▶ DATA FOR THIS TASK
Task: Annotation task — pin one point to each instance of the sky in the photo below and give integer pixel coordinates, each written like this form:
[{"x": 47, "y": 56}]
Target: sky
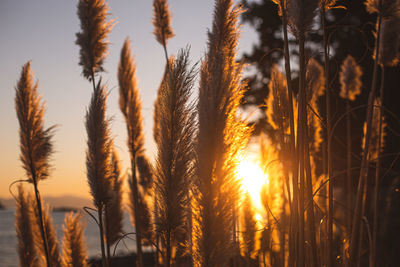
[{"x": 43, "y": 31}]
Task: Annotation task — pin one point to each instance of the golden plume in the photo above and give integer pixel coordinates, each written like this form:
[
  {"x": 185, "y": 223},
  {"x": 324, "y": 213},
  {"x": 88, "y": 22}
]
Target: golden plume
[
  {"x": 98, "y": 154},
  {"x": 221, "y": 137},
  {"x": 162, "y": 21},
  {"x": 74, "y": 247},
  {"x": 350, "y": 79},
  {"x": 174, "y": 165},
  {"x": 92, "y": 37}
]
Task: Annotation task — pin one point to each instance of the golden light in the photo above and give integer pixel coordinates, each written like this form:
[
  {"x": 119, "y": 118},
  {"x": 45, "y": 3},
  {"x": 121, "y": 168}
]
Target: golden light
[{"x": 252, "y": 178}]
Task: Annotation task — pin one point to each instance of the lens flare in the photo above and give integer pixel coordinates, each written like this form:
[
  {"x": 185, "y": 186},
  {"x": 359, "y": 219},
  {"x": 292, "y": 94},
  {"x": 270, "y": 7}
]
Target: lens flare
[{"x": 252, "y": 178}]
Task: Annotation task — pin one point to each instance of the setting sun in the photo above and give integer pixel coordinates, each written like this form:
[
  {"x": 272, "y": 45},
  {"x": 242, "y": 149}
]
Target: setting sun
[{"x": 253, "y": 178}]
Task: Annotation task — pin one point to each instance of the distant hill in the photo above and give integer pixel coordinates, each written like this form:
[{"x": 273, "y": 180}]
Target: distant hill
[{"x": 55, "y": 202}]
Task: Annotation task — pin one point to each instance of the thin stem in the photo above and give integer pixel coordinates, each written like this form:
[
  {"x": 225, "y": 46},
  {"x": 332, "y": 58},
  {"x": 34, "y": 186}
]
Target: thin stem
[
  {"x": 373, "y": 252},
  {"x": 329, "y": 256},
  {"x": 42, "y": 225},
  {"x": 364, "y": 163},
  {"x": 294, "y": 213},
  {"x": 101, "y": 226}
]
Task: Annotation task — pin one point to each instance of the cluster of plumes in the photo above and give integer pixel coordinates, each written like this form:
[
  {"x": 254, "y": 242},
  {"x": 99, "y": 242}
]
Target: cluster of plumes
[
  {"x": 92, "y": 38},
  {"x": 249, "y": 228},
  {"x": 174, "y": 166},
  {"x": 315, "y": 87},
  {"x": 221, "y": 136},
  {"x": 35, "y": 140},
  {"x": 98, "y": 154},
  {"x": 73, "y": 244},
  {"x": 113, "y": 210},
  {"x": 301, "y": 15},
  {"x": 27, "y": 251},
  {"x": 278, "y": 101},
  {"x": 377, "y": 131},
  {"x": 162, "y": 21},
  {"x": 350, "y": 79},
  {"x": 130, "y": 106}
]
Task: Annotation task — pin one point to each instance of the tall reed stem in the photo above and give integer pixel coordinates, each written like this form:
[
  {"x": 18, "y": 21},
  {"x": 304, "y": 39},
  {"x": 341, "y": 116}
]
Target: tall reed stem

==

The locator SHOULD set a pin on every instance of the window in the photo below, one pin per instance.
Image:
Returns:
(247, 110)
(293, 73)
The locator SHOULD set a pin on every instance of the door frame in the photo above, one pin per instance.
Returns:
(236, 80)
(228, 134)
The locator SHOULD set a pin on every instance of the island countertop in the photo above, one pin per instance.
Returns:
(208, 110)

--

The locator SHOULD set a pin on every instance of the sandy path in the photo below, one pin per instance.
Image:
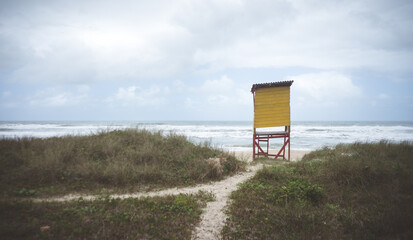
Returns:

▶ TASK PROMPT
Please filter the data down to the lines containing the word "every".

▶ OUTPUT OF THE TASK
The locator SHOULD set a pin on every instance of the window in the photo below, one pin per instance.
The locator SHOULD set a pin on every instance of the door frame in the photo above, one pin per instance.
The locator SHOULD set a pin on every instance of the island countertop in the photo above, one pin per instance.
The locator SHOULD set a pin on every instance of the sandy path in the photo below, one pin per instance.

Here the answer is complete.